=== EXERCISE REQUIREMENTS ===
Please lay out the lines of these entries as a numbered list, skipping any blank lines. Leave the pictures out of your answer.

═════ DATA FOR THE TASK ═════

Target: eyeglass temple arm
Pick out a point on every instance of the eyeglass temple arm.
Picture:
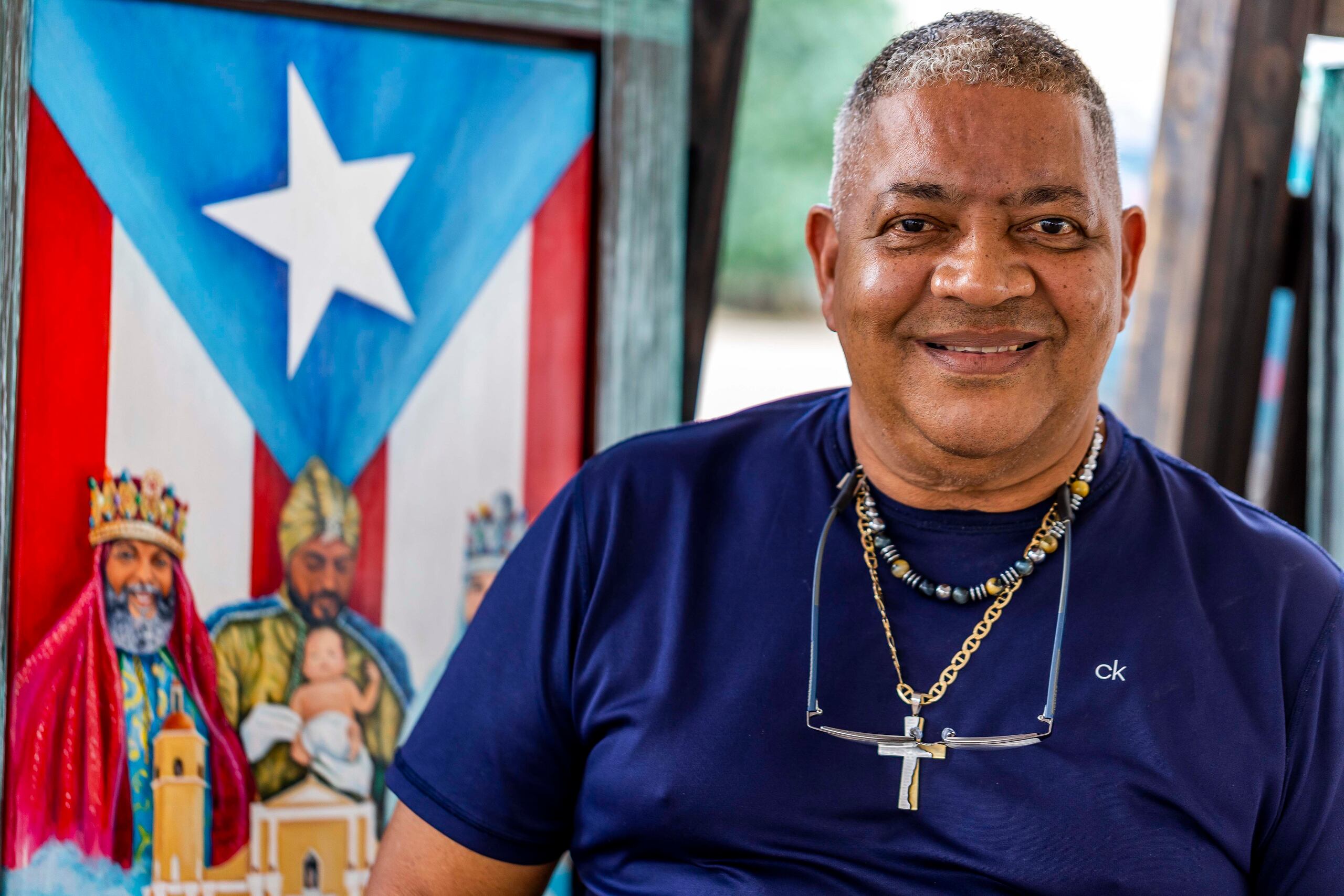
(1064, 500)
(846, 493)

═════

=== CORRECT OUTPUT ===
1. Target: eyeglass temple arm
2. Pick out a point on every instance of the eyeglass temple arm.
3. Picture:
4. (1064, 500)
5. (846, 493)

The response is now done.